◆ **Work order**: Could you reproduce the material below exactly, from the line containing "Where can the gift" through its last line, and leave out everything else?

◆ **Entries provided**:
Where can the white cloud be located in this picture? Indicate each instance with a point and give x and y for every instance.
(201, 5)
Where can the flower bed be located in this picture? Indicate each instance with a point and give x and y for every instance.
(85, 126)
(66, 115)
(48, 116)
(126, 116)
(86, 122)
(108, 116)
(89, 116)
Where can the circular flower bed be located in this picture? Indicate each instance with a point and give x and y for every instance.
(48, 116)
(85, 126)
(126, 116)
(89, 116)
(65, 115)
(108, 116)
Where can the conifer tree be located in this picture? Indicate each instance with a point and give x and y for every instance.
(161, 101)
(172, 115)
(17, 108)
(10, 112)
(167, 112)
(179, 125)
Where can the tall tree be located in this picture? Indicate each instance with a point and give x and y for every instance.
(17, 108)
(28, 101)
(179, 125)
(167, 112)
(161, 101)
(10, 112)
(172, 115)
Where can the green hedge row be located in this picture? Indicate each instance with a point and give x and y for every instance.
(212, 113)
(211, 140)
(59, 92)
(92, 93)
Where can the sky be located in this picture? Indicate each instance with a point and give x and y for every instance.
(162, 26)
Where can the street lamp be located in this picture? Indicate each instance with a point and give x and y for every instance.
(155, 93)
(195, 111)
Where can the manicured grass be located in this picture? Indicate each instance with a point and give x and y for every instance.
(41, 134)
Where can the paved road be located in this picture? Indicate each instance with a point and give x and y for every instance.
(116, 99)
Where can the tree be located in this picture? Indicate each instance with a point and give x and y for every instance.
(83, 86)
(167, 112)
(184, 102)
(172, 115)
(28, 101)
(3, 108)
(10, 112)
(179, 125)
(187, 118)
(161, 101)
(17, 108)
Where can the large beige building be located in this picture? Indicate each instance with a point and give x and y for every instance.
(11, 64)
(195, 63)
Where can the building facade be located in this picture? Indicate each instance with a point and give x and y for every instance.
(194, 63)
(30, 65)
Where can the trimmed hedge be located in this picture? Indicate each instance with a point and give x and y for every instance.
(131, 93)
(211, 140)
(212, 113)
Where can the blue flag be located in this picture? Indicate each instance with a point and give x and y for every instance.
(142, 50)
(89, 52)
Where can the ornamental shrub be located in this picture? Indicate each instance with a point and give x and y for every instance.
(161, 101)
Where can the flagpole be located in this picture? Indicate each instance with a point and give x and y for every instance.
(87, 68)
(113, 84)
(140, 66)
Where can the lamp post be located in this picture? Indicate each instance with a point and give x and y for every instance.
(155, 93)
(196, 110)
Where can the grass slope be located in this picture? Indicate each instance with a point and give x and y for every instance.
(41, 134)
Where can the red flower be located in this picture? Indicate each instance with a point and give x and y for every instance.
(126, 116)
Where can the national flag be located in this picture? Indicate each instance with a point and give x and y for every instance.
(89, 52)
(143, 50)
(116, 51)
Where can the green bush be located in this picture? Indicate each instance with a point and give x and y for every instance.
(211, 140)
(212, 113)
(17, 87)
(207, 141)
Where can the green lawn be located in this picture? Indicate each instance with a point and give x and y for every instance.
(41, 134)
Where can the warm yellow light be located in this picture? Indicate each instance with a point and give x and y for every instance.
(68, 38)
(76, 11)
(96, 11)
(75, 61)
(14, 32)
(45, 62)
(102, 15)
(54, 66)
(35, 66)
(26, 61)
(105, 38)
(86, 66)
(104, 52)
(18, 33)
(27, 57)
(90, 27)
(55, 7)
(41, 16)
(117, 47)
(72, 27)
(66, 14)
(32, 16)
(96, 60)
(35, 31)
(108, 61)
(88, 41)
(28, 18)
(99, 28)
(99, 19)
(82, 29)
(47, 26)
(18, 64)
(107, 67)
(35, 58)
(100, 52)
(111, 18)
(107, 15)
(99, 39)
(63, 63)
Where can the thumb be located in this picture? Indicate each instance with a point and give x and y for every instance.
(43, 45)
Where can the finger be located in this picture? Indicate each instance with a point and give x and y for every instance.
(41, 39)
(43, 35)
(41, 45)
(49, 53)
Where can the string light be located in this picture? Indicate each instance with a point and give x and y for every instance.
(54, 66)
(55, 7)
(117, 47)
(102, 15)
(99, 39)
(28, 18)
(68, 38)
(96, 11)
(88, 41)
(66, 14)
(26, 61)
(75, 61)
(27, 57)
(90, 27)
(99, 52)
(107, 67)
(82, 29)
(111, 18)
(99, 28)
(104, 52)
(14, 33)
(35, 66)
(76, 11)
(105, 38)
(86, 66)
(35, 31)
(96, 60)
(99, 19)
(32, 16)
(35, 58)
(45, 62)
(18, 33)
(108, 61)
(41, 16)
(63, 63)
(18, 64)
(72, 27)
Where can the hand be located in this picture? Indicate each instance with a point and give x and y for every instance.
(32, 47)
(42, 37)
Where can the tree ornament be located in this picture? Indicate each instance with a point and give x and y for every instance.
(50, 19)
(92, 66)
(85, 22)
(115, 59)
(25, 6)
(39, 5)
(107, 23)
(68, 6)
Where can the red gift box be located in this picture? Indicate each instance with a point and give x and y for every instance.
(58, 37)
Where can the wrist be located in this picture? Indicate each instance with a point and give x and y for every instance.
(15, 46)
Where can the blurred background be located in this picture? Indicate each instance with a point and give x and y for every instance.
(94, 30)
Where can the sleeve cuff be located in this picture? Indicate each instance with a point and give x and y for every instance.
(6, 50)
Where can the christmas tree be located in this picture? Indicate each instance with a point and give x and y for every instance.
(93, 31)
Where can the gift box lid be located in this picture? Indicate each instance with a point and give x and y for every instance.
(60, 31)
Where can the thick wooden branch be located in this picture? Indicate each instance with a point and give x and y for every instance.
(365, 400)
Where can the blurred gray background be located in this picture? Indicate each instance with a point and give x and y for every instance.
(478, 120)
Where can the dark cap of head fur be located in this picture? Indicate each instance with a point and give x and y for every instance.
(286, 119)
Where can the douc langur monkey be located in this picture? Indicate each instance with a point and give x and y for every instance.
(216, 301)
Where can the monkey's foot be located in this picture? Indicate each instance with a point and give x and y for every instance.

◆ **Task answer**:
Where can the gift box lid be located in this picture? Indicate each instance with a point and give x and y for every instance.
(60, 31)
Where can the thick wooden branch be located in this picture? Indicate each instance with a point and give x and y for every instance.
(365, 400)
Where can the blurred gray background be located in this picture? Indicate each instance with a point and give x and y for every instance.
(478, 120)
Where can the dark cap of head fur be located in this picture? Indicate each instance with a point and give x and y for every instance.
(286, 119)
Where can the douc langur monkey be located in this picture? Indicate each instance with a point and give x and y for every instance.
(216, 301)
Where can the monkey's foot be located in this picture? Indicate each instance with a point and give x and y for every instance.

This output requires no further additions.